DIRECTIONS FOR THIS TASK:
Reproduce the entries starting at the line containing "Give bounding boxes for chopped" and ending at the line containing "[176,95,192,117]", with "topping" swapped for "garnish" and nothing else altered.

RECORDS SHOWN:
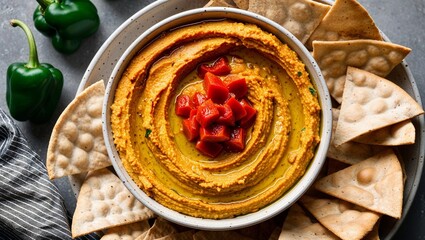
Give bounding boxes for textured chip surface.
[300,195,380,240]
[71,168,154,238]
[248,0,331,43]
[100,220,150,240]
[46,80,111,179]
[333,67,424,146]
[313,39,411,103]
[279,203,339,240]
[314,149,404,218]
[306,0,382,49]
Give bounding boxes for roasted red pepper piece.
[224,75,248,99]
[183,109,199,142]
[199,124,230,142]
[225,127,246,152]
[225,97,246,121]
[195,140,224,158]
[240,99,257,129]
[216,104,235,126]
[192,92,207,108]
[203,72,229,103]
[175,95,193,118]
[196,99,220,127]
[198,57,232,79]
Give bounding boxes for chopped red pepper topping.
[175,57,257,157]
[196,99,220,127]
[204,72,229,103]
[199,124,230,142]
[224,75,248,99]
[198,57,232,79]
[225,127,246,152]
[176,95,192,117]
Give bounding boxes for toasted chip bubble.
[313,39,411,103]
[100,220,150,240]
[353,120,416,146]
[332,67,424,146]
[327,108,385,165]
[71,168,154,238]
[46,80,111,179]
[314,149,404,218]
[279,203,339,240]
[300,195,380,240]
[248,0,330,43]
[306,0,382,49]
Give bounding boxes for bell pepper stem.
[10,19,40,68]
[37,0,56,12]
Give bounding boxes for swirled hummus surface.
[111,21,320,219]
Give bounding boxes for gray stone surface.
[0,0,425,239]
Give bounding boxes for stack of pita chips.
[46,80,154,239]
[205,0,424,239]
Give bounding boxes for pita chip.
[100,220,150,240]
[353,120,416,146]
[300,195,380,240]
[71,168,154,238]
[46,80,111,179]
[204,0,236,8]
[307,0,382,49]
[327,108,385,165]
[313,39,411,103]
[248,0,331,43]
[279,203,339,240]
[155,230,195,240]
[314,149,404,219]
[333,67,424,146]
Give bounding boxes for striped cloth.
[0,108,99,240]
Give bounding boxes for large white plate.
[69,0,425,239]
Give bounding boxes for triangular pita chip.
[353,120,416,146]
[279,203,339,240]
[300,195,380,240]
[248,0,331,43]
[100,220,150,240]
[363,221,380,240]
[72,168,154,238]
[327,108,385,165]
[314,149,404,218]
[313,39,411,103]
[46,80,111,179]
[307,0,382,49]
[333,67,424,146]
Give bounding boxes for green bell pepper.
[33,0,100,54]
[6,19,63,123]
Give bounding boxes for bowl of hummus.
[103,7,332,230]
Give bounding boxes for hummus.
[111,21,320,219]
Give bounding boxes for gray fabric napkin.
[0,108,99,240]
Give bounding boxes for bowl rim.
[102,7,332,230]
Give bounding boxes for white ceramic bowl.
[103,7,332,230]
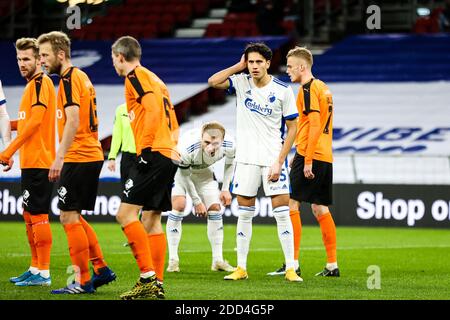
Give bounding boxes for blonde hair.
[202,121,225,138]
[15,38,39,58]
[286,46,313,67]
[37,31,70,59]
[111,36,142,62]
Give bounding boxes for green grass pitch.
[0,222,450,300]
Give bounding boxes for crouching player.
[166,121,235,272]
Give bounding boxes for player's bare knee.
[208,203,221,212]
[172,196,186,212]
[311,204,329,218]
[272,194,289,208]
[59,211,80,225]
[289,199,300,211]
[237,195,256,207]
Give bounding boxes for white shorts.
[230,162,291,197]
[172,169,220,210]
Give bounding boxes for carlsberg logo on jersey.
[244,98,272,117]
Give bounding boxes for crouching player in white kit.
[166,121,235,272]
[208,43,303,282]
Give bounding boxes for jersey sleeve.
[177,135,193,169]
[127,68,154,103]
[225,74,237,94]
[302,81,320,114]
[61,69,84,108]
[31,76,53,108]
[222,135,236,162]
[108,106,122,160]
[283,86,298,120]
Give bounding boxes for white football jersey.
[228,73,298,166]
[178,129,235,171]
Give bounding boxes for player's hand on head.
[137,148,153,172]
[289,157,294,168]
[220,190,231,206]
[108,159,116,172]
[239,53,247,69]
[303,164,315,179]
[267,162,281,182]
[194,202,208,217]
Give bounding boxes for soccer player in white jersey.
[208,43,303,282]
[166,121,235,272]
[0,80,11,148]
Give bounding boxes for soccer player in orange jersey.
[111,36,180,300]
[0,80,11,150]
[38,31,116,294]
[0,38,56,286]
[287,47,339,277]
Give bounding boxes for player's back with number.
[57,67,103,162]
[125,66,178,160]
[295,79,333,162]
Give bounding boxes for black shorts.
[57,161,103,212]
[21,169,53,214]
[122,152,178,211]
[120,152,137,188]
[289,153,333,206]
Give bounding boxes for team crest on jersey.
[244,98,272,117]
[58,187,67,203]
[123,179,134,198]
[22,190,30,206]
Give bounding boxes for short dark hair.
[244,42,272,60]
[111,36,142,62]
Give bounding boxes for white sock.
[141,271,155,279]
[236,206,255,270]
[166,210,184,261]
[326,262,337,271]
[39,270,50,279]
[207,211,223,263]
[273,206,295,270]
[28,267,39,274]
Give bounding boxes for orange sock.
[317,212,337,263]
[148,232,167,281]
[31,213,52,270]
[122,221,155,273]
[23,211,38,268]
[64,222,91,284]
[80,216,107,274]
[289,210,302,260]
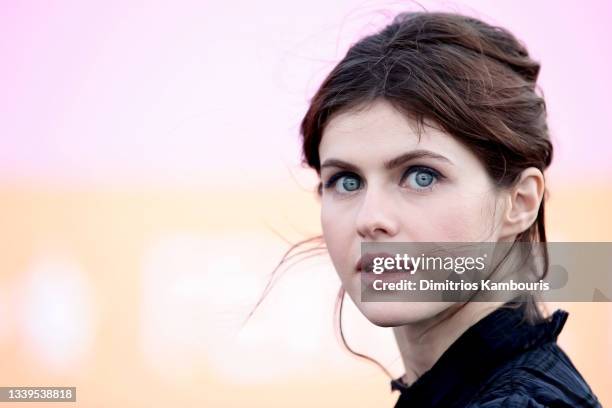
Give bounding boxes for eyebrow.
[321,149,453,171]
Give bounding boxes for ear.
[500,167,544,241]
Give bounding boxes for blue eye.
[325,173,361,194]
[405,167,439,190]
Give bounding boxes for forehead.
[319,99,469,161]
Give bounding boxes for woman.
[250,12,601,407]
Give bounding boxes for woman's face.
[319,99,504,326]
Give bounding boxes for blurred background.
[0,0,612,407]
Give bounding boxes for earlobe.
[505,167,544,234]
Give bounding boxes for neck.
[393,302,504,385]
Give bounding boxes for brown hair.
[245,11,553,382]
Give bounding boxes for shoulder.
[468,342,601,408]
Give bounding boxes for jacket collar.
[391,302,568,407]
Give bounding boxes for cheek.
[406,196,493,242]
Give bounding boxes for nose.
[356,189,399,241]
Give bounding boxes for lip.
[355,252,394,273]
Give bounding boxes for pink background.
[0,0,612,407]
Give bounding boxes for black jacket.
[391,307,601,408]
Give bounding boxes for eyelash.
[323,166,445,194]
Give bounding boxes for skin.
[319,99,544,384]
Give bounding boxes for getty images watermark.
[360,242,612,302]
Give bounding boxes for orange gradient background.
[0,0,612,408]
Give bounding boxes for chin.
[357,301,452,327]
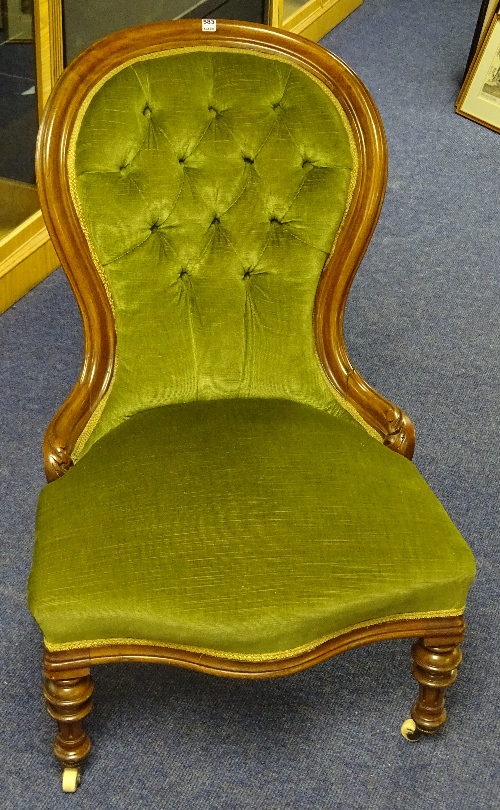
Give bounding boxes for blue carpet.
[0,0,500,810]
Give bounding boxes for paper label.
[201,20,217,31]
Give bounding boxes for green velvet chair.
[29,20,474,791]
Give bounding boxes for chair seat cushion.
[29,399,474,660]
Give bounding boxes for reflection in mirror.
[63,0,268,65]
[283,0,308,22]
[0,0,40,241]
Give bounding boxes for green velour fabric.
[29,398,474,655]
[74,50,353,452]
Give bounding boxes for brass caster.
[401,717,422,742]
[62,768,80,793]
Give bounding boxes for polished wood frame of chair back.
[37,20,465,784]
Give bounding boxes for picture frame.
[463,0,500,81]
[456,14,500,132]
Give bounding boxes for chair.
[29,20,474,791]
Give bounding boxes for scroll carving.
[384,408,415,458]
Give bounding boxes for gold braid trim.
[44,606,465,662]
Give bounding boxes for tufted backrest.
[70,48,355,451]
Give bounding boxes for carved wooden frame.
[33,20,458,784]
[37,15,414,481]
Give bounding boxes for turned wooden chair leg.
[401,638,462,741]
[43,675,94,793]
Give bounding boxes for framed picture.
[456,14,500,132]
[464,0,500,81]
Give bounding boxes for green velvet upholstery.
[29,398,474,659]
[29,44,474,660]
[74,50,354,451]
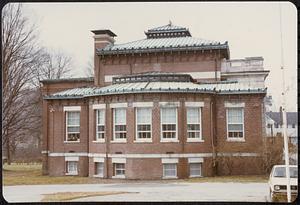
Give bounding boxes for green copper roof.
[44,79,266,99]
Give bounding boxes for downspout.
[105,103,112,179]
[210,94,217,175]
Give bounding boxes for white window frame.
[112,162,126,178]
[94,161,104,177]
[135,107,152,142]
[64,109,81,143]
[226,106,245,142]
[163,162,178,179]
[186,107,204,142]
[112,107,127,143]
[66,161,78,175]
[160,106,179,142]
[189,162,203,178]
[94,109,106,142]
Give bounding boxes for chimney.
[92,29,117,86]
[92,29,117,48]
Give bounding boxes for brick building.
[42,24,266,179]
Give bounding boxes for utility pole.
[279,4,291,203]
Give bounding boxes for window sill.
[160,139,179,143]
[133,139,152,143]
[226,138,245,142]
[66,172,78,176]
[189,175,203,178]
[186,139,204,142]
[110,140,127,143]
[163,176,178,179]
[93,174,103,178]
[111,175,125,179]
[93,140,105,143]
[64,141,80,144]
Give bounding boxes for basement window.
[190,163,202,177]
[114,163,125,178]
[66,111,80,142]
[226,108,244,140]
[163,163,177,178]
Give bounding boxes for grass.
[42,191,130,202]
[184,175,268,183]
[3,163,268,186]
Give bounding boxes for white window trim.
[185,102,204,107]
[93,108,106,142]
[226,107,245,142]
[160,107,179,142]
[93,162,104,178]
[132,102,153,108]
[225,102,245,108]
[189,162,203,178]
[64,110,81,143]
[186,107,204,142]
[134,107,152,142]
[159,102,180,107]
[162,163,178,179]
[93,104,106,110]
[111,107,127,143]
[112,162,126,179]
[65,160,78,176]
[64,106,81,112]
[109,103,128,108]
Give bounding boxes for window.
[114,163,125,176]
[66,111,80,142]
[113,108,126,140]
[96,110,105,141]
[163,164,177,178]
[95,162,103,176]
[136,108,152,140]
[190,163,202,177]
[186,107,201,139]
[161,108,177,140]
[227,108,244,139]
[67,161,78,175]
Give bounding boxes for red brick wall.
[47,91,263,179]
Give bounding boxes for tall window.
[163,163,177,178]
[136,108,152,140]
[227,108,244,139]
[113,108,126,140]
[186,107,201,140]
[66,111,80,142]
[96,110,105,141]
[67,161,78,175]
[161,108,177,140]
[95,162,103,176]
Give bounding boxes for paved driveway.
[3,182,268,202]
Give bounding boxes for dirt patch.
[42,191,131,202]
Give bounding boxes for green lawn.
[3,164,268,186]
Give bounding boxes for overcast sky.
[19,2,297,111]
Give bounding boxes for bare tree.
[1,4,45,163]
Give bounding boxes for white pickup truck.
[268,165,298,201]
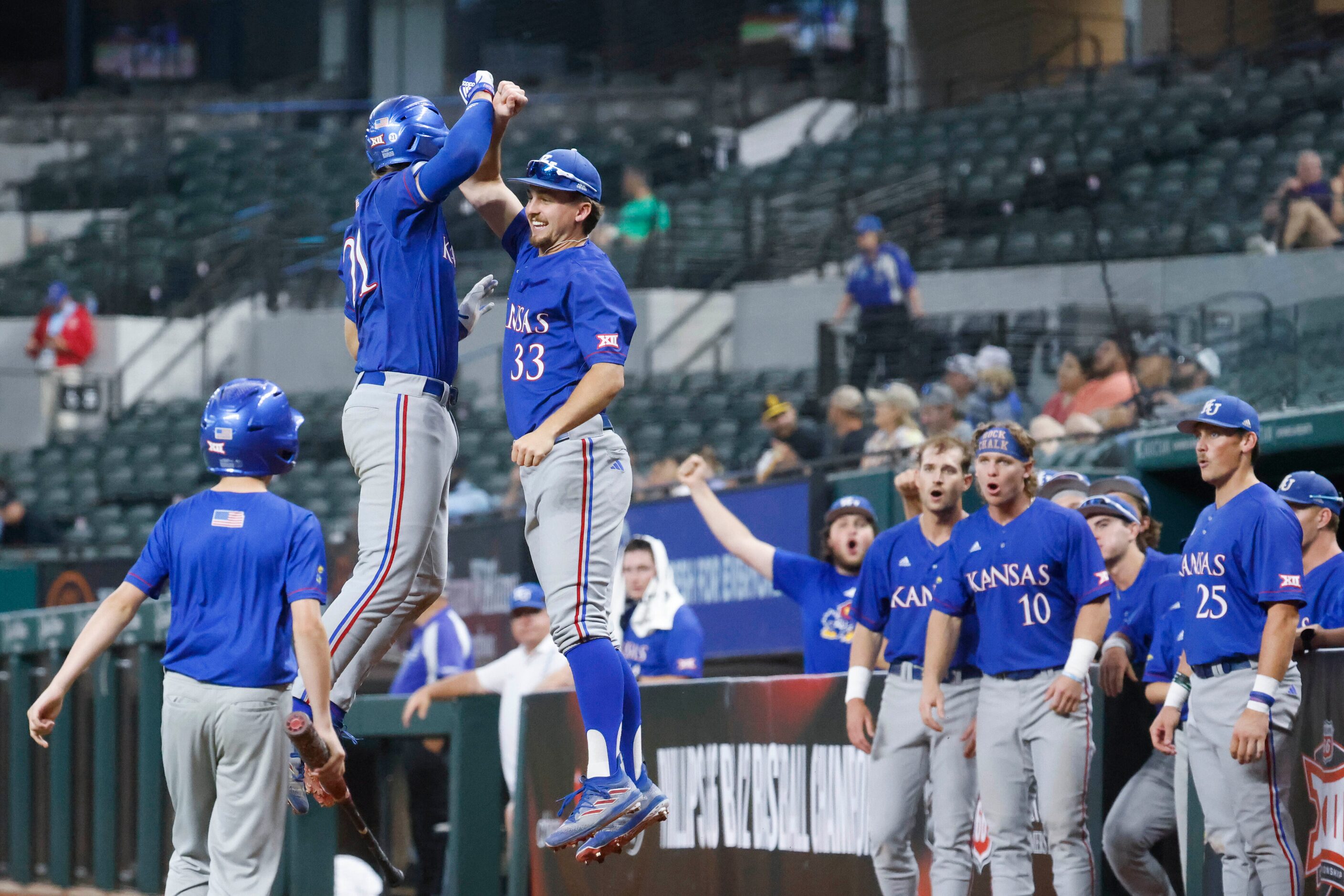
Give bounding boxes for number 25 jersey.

ANSWER TO THE TASK:
Give bounding boxes for chopped red pepper garnish.
[175,57,257,157]
[196,99,220,127]
[204,72,229,103]
[199,124,230,142]
[224,75,248,99]
[198,57,232,79]
[225,127,246,152]
[176,95,192,117]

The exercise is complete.